Saved data entries

________________

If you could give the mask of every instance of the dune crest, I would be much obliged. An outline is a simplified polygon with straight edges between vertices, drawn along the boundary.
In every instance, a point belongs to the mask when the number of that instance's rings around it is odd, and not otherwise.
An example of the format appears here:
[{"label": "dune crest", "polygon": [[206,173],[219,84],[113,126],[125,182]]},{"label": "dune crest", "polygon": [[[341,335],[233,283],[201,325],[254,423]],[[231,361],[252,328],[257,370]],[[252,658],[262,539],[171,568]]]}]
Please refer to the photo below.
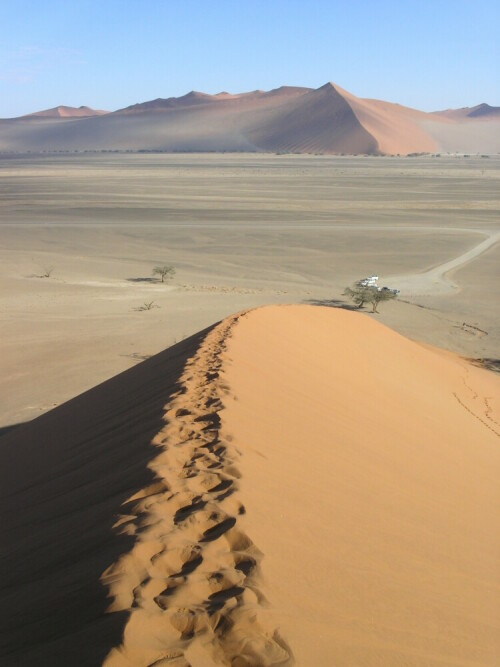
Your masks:
[{"label": "dune crest", "polygon": [[241,454],[220,430],[221,354],[237,320],[216,327],[187,363],[153,439],[155,481],[124,503],[115,524],[136,542],[102,575],[114,598],[108,611],[130,610],[105,667],[290,664],[266,627],[262,554],[241,527]]},{"label": "dune crest", "polygon": [[180,387],[117,521],[106,667],[495,664],[498,377],[271,306],[214,329]]},{"label": "dune crest", "polygon": [[355,97],[337,86],[339,94],[350,104],[356,118],[377,141],[378,151],[388,155],[431,153],[439,143],[420,126],[428,114],[381,100]]}]

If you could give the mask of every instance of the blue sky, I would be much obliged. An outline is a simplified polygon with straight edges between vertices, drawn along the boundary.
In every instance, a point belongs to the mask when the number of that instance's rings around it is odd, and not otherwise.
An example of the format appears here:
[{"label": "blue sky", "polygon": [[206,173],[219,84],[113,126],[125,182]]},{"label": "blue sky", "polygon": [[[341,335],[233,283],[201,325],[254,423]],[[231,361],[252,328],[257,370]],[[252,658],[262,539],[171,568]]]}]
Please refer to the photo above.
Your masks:
[{"label": "blue sky", "polygon": [[190,90],[500,105],[498,0],[0,1],[0,117]]}]

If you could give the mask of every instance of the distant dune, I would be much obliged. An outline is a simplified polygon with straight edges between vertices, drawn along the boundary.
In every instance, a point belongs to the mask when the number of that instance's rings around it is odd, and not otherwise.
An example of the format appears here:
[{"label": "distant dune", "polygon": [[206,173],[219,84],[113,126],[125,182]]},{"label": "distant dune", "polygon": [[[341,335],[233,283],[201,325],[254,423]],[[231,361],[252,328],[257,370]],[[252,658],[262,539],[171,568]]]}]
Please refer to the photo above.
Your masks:
[{"label": "distant dune", "polygon": [[191,91],[113,113],[60,106],[0,120],[0,151],[85,150],[496,153],[500,110],[480,104],[425,113],[327,83],[235,95]]},{"label": "distant dune", "polygon": [[22,118],[88,118],[89,116],[102,116],[107,111],[99,111],[90,107],[65,107],[59,106],[44,111],[35,111]]},{"label": "distant dune", "polygon": [[493,667],[499,439],[451,353],[230,317],[0,438],[1,663]]},{"label": "distant dune", "polygon": [[445,111],[435,111],[435,115],[445,116],[446,118],[499,118],[500,107],[492,107],[483,102],[475,107],[463,107],[462,109],[446,109]]}]

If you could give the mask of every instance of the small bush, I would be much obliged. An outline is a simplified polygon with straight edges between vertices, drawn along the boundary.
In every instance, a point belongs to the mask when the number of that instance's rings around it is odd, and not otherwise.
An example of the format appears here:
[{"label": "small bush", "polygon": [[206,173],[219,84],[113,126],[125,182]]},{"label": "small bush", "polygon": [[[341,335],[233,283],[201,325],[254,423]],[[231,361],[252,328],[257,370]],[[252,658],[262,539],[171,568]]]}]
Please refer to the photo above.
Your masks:
[{"label": "small bush", "polygon": [[155,266],[153,269],[154,276],[160,276],[161,282],[164,283],[165,280],[169,280],[175,275],[175,269],[170,264],[164,264],[163,266]]}]

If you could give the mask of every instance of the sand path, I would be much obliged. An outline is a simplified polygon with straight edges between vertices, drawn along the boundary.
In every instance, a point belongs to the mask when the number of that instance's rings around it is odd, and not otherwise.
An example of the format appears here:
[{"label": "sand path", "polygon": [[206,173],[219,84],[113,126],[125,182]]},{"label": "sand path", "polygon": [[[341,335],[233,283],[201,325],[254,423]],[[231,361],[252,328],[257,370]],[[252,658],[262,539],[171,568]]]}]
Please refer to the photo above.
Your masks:
[{"label": "sand path", "polygon": [[470,250],[467,250],[467,252],[464,252],[447,262],[443,262],[443,264],[439,264],[428,271],[424,271],[423,273],[388,276],[387,278],[384,278],[384,283],[390,287],[399,289],[404,296],[436,296],[455,292],[458,289],[458,286],[450,279],[449,274],[476,259],[486,252],[486,250],[489,250],[489,248],[500,242],[500,231],[481,232],[477,229],[460,229],[460,231],[471,232],[474,234],[482,233],[485,234],[487,238]]}]

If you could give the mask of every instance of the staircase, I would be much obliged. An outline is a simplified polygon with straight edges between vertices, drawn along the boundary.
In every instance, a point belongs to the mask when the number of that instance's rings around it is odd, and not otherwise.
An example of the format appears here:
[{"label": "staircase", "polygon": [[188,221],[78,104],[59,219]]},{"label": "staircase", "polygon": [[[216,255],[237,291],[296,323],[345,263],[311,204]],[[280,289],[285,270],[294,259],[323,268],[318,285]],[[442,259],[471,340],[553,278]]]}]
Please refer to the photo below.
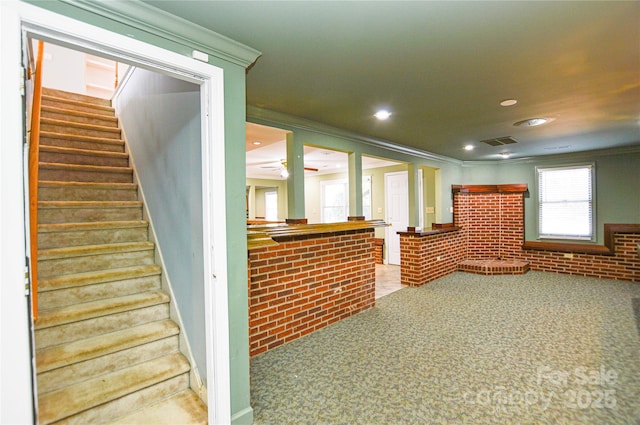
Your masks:
[{"label": "staircase", "polygon": [[204,424],[108,100],[44,89],[40,424]]}]

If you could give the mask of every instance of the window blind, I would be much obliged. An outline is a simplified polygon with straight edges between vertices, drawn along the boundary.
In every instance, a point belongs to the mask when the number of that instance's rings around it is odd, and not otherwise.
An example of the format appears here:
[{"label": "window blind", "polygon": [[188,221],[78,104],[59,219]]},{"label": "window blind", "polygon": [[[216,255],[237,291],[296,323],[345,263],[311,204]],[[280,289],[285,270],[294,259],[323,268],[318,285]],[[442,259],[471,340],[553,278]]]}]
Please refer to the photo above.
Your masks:
[{"label": "window blind", "polygon": [[591,239],[593,165],[538,169],[540,238]]}]

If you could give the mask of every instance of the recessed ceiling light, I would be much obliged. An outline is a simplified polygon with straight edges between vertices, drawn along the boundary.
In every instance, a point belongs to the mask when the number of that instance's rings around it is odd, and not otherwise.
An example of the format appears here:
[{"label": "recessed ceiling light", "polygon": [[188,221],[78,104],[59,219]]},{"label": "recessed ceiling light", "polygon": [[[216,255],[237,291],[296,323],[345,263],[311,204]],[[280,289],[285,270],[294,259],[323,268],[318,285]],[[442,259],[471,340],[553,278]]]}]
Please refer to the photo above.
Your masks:
[{"label": "recessed ceiling light", "polygon": [[500,106],[513,106],[516,103],[518,103],[518,101],[515,99],[505,99],[502,102],[500,102]]},{"label": "recessed ceiling light", "polygon": [[391,116],[391,112],[387,111],[386,109],[380,109],[378,112],[373,114],[373,116],[381,121],[384,121],[386,119],[389,119],[389,117]]},{"label": "recessed ceiling light", "polygon": [[473,145],[466,145],[466,146],[464,147],[464,150],[465,150],[465,151],[472,151],[472,150],[473,150],[473,148],[474,148],[474,146],[473,146]]},{"label": "recessed ceiling light", "polygon": [[259,146],[259,145],[261,145],[261,144],[262,144],[262,142],[259,142],[259,141],[257,141],[257,140],[256,140],[255,142],[253,142],[253,144],[254,144],[255,146]]},{"label": "recessed ceiling light", "polygon": [[502,159],[507,159],[511,156],[511,154],[509,152],[502,152],[500,156],[502,157]]},{"label": "recessed ceiling light", "polygon": [[535,127],[549,122],[548,118],[529,118],[513,123],[516,127]]}]

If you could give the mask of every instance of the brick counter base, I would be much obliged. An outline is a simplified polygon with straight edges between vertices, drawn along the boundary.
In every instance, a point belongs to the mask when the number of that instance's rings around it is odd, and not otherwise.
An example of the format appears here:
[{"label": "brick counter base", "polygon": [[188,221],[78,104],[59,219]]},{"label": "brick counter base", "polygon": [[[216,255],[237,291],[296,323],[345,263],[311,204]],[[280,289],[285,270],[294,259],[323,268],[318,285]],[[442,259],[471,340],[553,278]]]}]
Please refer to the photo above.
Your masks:
[{"label": "brick counter base", "polygon": [[461,272],[499,275],[499,274],[525,274],[529,271],[528,261],[509,260],[465,260],[458,264]]},{"label": "brick counter base", "polygon": [[249,252],[255,356],[375,305],[373,229],[275,238]]}]

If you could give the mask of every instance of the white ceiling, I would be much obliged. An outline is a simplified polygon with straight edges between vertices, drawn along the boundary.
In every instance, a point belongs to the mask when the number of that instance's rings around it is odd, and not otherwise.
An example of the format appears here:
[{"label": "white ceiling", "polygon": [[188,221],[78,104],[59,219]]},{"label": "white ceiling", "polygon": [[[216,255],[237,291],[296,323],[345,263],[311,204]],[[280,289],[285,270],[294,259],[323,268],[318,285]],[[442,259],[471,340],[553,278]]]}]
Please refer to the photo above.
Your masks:
[{"label": "white ceiling", "polygon": [[638,1],[146,2],[260,50],[255,107],[460,160],[640,146]]}]

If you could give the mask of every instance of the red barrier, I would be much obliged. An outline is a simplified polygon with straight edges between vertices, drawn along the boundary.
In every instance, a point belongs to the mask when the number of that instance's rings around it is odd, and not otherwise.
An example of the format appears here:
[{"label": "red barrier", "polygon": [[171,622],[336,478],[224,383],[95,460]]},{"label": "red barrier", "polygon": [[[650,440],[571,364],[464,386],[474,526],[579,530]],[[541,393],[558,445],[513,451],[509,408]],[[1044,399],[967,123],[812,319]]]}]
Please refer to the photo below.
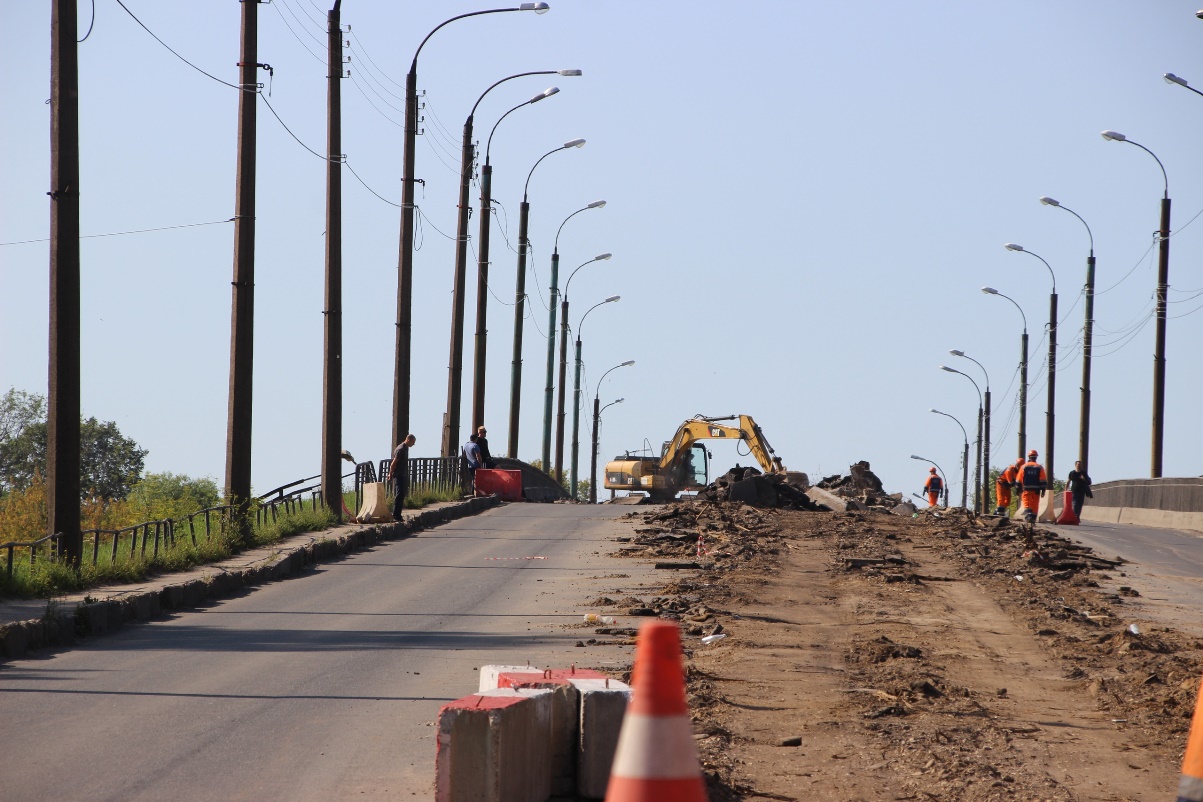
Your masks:
[{"label": "red barrier", "polygon": [[495,494],[506,501],[522,501],[522,471],[477,468],[476,494],[478,496]]}]

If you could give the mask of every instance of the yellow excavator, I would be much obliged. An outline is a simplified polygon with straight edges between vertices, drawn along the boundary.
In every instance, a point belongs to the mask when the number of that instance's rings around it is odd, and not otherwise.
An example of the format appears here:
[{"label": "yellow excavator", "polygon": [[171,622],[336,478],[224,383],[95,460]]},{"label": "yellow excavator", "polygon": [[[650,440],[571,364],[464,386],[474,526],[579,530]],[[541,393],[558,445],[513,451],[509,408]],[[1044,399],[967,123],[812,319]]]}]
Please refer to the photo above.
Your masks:
[{"label": "yellow excavator", "polygon": [[[737,423],[724,425],[720,421]],[[608,490],[642,491],[653,501],[671,499],[682,490],[701,490],[709,484],[709,469],[706,446],[700,441],[720,439],[746,443],[765,473],[787,473],[781,458],[750,416],[707,418],[695,415],[681,424],[673,439],[664,444],[659,457],[628,452],[609,462],[605,487]]]}]

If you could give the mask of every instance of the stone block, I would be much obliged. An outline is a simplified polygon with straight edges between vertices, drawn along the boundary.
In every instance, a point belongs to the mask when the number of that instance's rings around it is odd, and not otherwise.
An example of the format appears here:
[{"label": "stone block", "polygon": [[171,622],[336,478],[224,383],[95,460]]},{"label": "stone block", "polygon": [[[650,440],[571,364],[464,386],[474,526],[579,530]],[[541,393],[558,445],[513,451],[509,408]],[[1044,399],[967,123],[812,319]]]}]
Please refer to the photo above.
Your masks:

________________

• **Exercise directions**
Each line above that contains the word "stone" should be copied.

• **Problem solution**
If you could give the mask of every instance of the stone block, I would be much obliged. An outline is a simplified polygon with straight edges between vertices, drawn along the boundary.
[{"label": "stone block", "polygon": [[171,622],[336,478],[224,383],[95,460]]},{"label": "stone block", "polygon": [[[650,440],[571,364],[464,386],[474,526],[579,530]],[[541,393],[558,445],[513,451],[509,408]],[[1044,399],[967,123],[812,319]]]}]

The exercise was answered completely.